··· ТЕКСТ УПРАЖНЕНИЯ
Все меняется так быстро, что события, наслаиваясь друг на друга, вытесняются из памяти. Сколько раз я ловлю себя на этом! Казалось, ну этого-то точно забыть невозможно! А ведь забывается, забывается…
Виновата не память. Это похоже на то, как забывается детство: человек становится другим, другим и живет, даже не подозревая, сколько он позабыл важного и нужного. Если вдруг обнаруживаешь, что тебе самому трудно воспроизвести логику собственных тревог и поступков, значит, и те тревоги, и те поступки уже в прошлой жизни. И неважно, что ты при этом подумаешь о себе: 'Ай да Пушкин, ай да сукин сын!' или 'Надо же было быть таким кретином!'. Все – прожито, отлетело, ушло!
'Процесс пошел!' Подобной сентенцией обогатил русский язык первый и последний Президент СССР Михаил Горбачев. Да, пошел. Хотя и не туда, куда хотелось 'главному инженеру перестройки'. И совсем с другой скоростью! Затевалось одно – вышло совсем другое. Однако мы все еще находимся внутри этого процесса, а потому о его результатах судить нам, современникам, довольно трудно. Тем более что череда событий, начавшихся в нашей стране с середины восьмидесятых, была воистину шоковой и непредсказуемой.
Неожиданно для себя мы очутились в другой стране и в другой исторической эпохе. Самое время вспомнить, как это происходило.
ПРОЦЕСС ПОШЕЛ?
Начало 80-х
Одну из своих последних книг о России XIX века Юрий Трифонов начал словами: 'В середине семидесятых годов современникам стало ясно, что Россия неизлечимо больна'. К началу восьмидесятых годов XX столетия, на седьмом десятилетии своего существования, коммунистический режим медленно, но неотвратимо вползал в глубочайший экономический и политический кризис. Казалось, что это связано прежде всего с физическим одряхлением советского руководства, а также с грузом сталинского догматизма, перенесенного в иную эпоху теми, кто свою политическую карьеру начинал еще под опекой первого советского генсека и просто не смог преодолеть стереотипы минувшего.
Пока еще всюду висели лозунги, провозглашавшие славу мудрой политике КПСС, а саму коммунистическую партию именовавшие не иначе как 'умом, честью и совестью нашей эпохи'. В мудрости ее политики никто не смел усомниться. Во всяком случае, до ввода 'ограниченного контингента' войск в Афганистан. На глазах у всех распадавшийся на части 'дорогой товарищ Леонид Ильич Брежнев' продолжал украшать свой мундир золотыми звездами героя, лобызаясь с главами братских режимов и панибратски похлопывая по плечу прочих премьеров да президентов.
И все-таки что-то было уже не то, не как прежде.
Не заладилось с техническим прогрессом. Все больше пробуксовывала и обнаруживала свою неэффективность плановая социалистическая экономика. На Западе уже начиналась эра персональных компьютеров, эпоха информационной революции. У нас же так и не была доведена до конца предыдущая – научно-техническая. Пропасть между достижениями Запада и советскими реалиями становилась все больше и все фатальнее. Именно в это время стал популярен анекдот, в котором ответ на вопрос о том, когда мы догоним японцев и американцев, гласил: никогда!
······
··· ИСХОДНЫЙ МАТЕРИАЛ
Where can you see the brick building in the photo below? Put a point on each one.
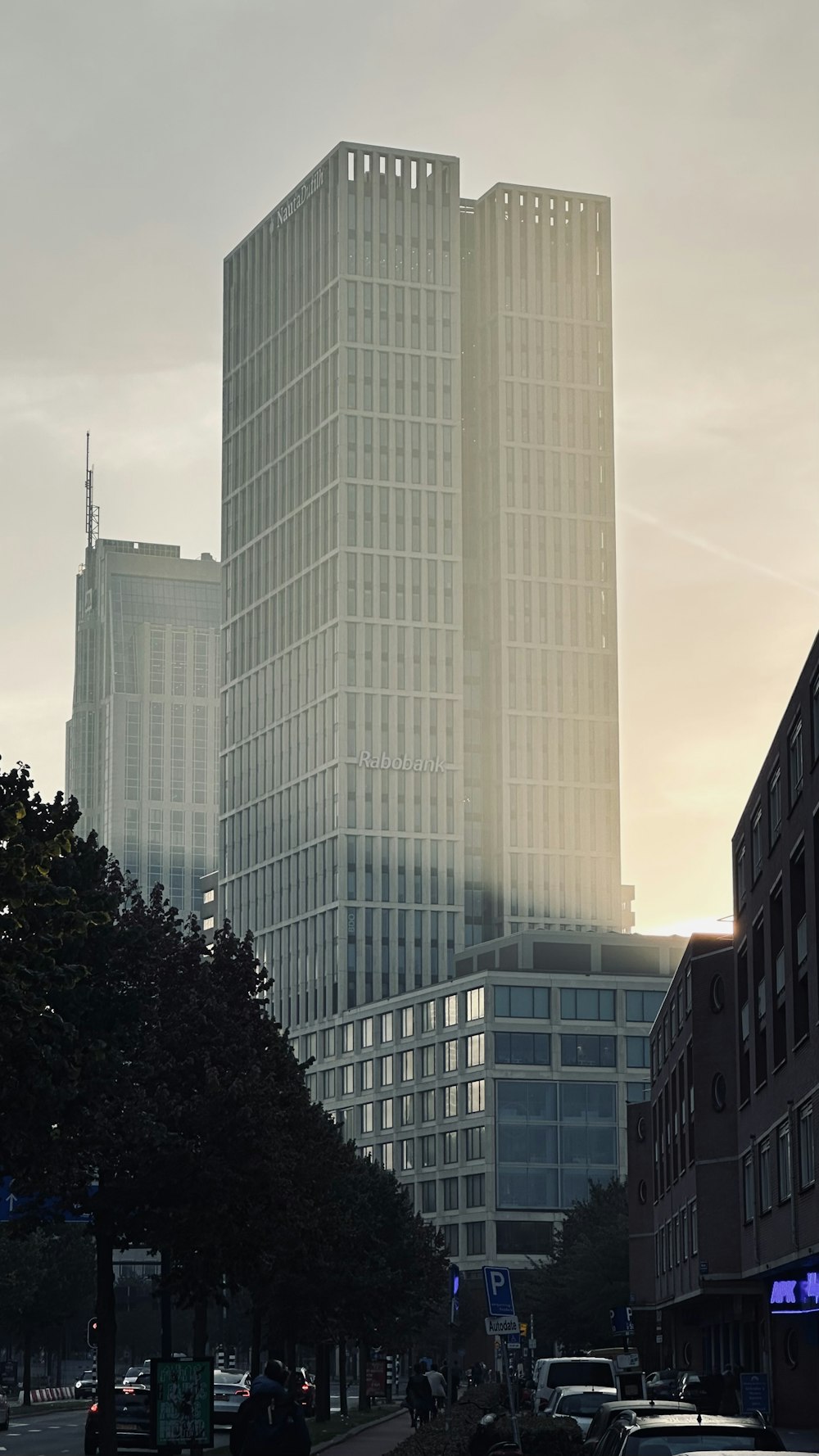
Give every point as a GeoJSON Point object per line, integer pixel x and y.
······
ЧТО СДЕЛАТЬ A
Перепишите отрывок текста о перестройке от слов «Неожиданно для себя» до слов «преодолеть стереотипы минувшего.». Замените в нем «исторической эпохе» на «исторической реальности».
ЧТО СДЕЛАТЬ B
Кто, согласно тексту о перестройке, обогатил русский язык сентенцией «Процесс пошел!»?
ЧТО СДЕЛАТЬ C
Продолжите текст о перестройке, начав сразу после его последнего предложения.

ПИСЬМЕННЫЙ ОТВЕТ A
Неожиданно для себя мы очутились в другой стране и в другой исторической реальности. Самое время вспомнить, как это происходило.
ПРОЦЕСС ПОШЕЛ?
Начало 80-х
Одну из своих последних книг о России XIX века Юрий Трифонов начал словами: 'В середине семидесятых годов современникам стало ясно, что Россия неизлечимо больна'. К началу восьмидесятых годов XX столетия, на седьмом десятилетии своего существования, коммунистический режим медленно, но неотвратимо вползал в глубочайший экономический и политический кризис. Казалось, что это связано прежде всего с физическим одряхлением советского руководства, а также с грузом сталинского догматизма, перенесенного в иную эпоху теми, кто свою политическую карьеру начинал еще под опекой первого советского генсека и просто не смог преодолеть стереотипы минувшего.

ПИСЬМЕННЫЙ ОТВЕТ B
Михаил Горбачев, первый и последний Президент СССР.

ПИСЬМЕННЫЙ ОТВЕТ C
Одновременно все очевиднее проявлялся кризис политической власти в условиях полного всевластия верхов и практически всеобщего послушания низов. Ситуация уникальная и раньше в истории не встречавшаяся.
Поэтому, когда на далекой гданьской верфи вспыхнули рабочие волнения и невесть откуда взявшаяся 'Солидарность' парализовала своими действиями режим одной из верных социалистических стран, очень многие сказали себе и в СССР: ну вот и поехало…
Почему-то чувствовалось, особенно молодыми, что этого уже не задушить. Ни советскими танками, ни введением военного положения. В этом предчувствии не было никакой мистики. В дни Московской Олимпиады, полупровалившейся по причине советской агрессии в 'дружественный Афганистан', одни мурлыкали оказавшиеся пророческими слова песенки о 'ласковом Мише', другие вышли на беспримерную манифестацию, в которую превратились похороны народного поэта Владимира Высоцкого. Этих других было слишком много, чтобы аналитики вроде Юрия Андропова не поняли: дело и впрямь дрянь. Для них – дрянь.
Говорят, страх парализует. Старцы из Политбюро были парализованы страхом уже давно. Собственно, они всю жизнь в страхе и прожили. Это тоже было наследством сталинизма. Очень стойким наследством. Люди боялись себе подобных, но еще больше боялись не безмолвствовавшего разве только в анекдотах собственного народа. Мне рассказывали, что отправленный в отставку еще при Брежневе один из членов Политбюро нередко за семейным чаем приставал к своим детям и их друзьям с одним вопросом: 'Как вы думаете, революции не будет?' Семья, конечно, воспринимала это как проявление старческих недугов, а дедушка-то был недалек от истины.
От накапливавшегося излишка 'горючего материала' необходимо было избавиться. Об этом и задумывались самые сведущие и неглупые из кремлевской номенклатуры. Старые сталинские рецепты прямого уничтожения людей в новых условиях не годились. Действовали более гибко. Кроме психушек для диссидентов применялись и высылки за рубеж, и допущение браков с иностранцами, и разрешение еврейской эмиграции в Израиль, и славная 'стройка века' Байкало-Амурская магистраль – все это было пилюлями для больного режима, еще не подозревающего сколь смертельна его болезнь.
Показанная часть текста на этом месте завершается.